What to work on >>
Edit the records from the line containing "Pick out the man with" through the end of the records, changing "one dot per instance" to "a single point per instance" and leaving everything else the same.

Records for placing points
++++++++++++++++++++

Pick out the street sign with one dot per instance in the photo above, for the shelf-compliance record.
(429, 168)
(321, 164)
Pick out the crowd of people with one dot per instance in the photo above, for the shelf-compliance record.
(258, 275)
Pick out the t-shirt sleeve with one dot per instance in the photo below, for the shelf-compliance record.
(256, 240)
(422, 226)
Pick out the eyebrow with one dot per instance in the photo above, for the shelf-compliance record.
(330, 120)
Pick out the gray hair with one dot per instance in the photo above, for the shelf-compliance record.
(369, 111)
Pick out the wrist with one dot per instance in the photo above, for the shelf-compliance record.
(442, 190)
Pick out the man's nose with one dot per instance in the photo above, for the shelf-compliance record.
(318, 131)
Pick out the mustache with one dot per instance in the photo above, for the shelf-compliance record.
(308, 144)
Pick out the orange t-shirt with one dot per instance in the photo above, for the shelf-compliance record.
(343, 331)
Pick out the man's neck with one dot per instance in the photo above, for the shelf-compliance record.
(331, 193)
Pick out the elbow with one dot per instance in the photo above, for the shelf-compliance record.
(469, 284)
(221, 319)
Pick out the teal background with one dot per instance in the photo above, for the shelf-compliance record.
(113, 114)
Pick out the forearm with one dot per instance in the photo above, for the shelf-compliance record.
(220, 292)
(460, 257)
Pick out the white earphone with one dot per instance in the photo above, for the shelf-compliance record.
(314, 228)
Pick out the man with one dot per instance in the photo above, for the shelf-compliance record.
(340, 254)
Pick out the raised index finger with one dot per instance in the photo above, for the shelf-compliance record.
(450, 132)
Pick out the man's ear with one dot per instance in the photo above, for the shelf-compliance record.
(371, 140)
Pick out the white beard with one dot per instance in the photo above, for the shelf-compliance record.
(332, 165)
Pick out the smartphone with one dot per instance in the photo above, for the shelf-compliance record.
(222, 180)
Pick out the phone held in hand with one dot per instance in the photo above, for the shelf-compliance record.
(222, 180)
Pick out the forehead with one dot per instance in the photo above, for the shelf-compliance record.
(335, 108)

++++++++++++++++++++

Written reply >>
Pick out the man with a single point per instance in the photo above, for the shelf-compliance record.
(340, 254)
Pick out the raised index finger with a single point per instance in the photo above, for the shelf-compliance record.
(450, 132)
Pick out the man's ear with a single point per instance in the photo above, for the shelf-compliance record.
(371, 140)
Pick out the white beard with a single point per instance in the photo above, for the shelf-compliance record.
(332, 165)
Pick out the smartphone with a single point per instance in the photo above, for the shelf-compliance record.
(222, 180)
Pick out the phone held in hand with a single point per instance in the photo above, for the shelf-compliance record.
(222, 180)
Pick out the forehead with a single point per instance in the photo above, for the shelf-compliance record.
(335, 108)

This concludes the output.